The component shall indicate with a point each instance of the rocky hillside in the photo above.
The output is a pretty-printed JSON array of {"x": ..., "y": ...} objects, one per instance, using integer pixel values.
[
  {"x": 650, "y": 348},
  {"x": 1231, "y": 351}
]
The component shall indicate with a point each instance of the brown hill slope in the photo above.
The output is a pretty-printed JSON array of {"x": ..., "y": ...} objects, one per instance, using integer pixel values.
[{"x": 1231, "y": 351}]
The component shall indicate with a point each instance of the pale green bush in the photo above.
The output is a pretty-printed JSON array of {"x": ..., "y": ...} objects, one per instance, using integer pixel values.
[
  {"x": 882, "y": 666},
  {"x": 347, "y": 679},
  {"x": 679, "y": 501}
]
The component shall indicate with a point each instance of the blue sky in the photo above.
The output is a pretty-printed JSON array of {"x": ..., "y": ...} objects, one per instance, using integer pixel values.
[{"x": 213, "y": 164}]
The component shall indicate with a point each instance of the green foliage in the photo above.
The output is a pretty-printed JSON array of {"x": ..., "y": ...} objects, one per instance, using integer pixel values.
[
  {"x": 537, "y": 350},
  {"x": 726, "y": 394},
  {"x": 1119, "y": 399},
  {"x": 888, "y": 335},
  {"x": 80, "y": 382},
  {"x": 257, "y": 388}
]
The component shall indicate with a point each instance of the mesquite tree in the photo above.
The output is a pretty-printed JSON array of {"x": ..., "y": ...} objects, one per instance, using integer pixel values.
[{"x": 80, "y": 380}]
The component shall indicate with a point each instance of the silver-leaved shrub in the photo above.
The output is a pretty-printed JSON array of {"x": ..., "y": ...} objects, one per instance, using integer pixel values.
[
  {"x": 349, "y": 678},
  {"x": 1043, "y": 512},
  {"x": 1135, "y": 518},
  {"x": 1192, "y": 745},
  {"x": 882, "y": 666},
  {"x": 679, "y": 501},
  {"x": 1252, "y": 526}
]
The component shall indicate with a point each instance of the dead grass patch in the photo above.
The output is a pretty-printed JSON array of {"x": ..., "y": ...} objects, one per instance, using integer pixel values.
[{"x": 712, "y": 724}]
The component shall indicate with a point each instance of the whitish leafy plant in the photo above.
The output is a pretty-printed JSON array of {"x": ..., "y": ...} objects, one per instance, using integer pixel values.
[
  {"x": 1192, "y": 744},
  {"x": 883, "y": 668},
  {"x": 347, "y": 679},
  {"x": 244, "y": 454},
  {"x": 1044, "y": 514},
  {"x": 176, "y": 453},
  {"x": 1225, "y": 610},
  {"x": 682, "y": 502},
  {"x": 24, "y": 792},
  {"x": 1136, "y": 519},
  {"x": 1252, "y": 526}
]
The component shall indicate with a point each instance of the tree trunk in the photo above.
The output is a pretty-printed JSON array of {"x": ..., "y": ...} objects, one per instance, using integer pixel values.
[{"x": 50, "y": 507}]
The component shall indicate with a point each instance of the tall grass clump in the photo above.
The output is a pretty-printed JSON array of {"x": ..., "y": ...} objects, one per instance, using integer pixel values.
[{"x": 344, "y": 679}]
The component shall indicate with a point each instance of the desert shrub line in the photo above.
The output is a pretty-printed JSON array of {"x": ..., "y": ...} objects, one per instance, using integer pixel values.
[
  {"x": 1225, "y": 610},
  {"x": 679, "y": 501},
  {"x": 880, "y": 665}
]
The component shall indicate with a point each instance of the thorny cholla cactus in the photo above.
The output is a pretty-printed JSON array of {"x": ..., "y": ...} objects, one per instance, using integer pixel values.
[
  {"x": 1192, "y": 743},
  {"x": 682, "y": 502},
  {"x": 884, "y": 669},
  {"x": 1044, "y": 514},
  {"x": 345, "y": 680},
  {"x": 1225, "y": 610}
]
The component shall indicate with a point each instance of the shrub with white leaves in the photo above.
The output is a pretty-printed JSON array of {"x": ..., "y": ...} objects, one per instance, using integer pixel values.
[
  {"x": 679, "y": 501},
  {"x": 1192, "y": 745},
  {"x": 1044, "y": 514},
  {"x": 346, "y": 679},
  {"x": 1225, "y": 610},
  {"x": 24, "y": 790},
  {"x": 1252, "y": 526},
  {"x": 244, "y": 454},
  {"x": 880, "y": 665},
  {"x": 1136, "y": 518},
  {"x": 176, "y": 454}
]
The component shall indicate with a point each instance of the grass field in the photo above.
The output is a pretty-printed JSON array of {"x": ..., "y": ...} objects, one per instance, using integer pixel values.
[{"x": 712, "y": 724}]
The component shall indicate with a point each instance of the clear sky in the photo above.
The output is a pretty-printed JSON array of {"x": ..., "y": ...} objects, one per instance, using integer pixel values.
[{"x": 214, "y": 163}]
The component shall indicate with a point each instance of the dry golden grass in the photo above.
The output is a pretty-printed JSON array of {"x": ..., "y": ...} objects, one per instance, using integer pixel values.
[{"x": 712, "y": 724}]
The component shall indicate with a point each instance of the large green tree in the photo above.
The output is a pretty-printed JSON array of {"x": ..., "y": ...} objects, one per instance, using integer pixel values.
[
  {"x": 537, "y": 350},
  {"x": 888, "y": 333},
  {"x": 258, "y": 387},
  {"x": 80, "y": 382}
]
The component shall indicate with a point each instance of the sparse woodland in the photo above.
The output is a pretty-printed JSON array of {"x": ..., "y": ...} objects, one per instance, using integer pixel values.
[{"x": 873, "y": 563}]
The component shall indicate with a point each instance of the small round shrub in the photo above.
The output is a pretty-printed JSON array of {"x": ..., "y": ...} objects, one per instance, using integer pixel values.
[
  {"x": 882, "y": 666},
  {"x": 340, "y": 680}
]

•••

### GOAL
The required output is the exact sequence of lines from the one containing "woodland in the photo above." through the end of the listing, both endpoints included.

### EXERCISE OUTPUT
The component shall indicate with a point each instance of the sparse woodland in the photo above.
The output is a pretty-printed JSON array of {"x": ..., "y": ...} objects, one per instance, using integer pixel values.
[{"x": 873, "y": 563}]
The component shall indicate with a point each instance of the small round shrub in the photo above.
The output is a pretty-printed JSON array of {"x": ..., "y": ...} objects, one per instance, using integer pixel values.
[
  {"x": 882, "y": 666},
  {"x": 340, "y": 680}
]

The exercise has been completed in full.